Directions
Switch every instance of "expected shape" in the records below to "sample format", and reproduce all of their lines with no other change.

◆ ◆ ◆ ◆ ◆

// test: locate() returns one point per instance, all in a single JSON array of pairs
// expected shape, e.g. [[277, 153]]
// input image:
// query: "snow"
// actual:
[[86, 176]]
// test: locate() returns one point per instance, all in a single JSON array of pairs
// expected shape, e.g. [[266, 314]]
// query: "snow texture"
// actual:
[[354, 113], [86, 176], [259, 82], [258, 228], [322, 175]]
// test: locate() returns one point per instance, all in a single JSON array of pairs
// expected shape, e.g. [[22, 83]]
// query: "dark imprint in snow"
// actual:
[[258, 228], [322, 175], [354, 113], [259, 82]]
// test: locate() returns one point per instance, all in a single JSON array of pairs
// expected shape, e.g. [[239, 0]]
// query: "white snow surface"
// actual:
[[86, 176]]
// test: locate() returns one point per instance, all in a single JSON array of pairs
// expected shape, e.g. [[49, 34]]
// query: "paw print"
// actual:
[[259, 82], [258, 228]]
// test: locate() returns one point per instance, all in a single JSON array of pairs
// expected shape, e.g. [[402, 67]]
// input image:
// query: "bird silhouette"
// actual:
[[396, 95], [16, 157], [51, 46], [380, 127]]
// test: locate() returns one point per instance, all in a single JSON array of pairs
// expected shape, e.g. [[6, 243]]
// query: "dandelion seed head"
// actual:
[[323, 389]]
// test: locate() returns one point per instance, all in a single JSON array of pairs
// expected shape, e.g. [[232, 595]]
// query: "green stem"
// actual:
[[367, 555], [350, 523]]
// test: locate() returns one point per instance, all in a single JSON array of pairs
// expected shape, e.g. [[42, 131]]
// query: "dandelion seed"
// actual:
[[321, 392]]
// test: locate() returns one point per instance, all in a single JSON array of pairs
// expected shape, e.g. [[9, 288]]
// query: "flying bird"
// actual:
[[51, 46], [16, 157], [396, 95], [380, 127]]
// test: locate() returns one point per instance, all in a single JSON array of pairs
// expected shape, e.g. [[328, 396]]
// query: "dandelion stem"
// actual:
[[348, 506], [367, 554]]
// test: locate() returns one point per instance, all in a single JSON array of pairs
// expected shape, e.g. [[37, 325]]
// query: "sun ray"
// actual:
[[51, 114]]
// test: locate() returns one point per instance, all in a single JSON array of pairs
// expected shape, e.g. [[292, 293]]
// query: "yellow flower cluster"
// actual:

◆ ◆ ◆ ◆ ◆

Answer in full
// test: locate() returns one point per instance, all in a single JSON array of pairs
// sample format, e.g. [[277, 153]]
// input image:
// query: "snow"
// actual:
[[86, 176]]
// test: locate() returns one point per instance, all in a single JSON array of pairs
// sample format, e.g. [[266, 314]]
// query: "snow texture"
// actual:
[[354, 113], [86, 176], [259, 82], [258, 228], [322, 175]]
// test: locate() returns one point per instance, all in a single JSON array of pairs
// sample format, e.g. [[22, 83]]
// query: "dark imprint in snow"
// actual:
[[258, 228], [322, 175], [354, 113], [259, 82]]
// test: locate() returns one point per instance, all in a single JSON array of pairs
// sample format, e.g. [[239, 0]]
// query: "white snow surface"
// actual:
[[86, 176]]
// test: locate() returns one point per instance, all in a single JSON array of pairs
// sample format, e.g. [[49, 34]]
// query: "paw print"
// actual:
[[259, 82], [258, 228]]
// test: locate() returns one point per instance, all in a single JSON array of pairs
// sample format, e.g. [[402, 67]]
// input image:
// query: "bird silhouette"
// actual:
[[396, 95], [16, 157], [51, 46], [380, 127]]
// test: locate() returns one point per instance, all in a single JSON array of pairs
// sample format, e.g. [[6, 243]]
// query: "dandelion seed head"
// actual:
[[323, 389]]
// test: locate() returns one point per instance, all in a single JSON array of pairs
// sample format, e.g. [[232, 595]]
// query: "green stem"
// actual:
[[367, 555], [350, 523]]
// test: locate() returns one point per instance, all in a single JSON array of pairs
// sample format, e.g. [[42, 131]]
// query: "dandelion seed"
// actual:
[[321, 392]]
// test: locate() returns one point per instance, all in a single JSON array of pairs
// sample format, e.g. [[9, 288]]
// query: "flying bird"
// actual:
[[51, 46], [16, 157], [396, 95], [380, 127]]
// test: locate() returns one point per instance, all in a single JSON array of pairs
// sample format, e.g. [[328, 396]]
// query: "dandelion stem"
// actual:
[[348, 506], [367, 554]]
// test: locate() returns one point per instance, all in a single JSON array of pairs
// sample format, e.g. [[37, 325]]
// query: "sun ray"
// actual:
[[51, 114]]
// test: locate() returns one point per instance, all in a single JSON array of pairs
// sample format, e.g. [[292, 293]]
// query: "yellow flower cluster"
// actual:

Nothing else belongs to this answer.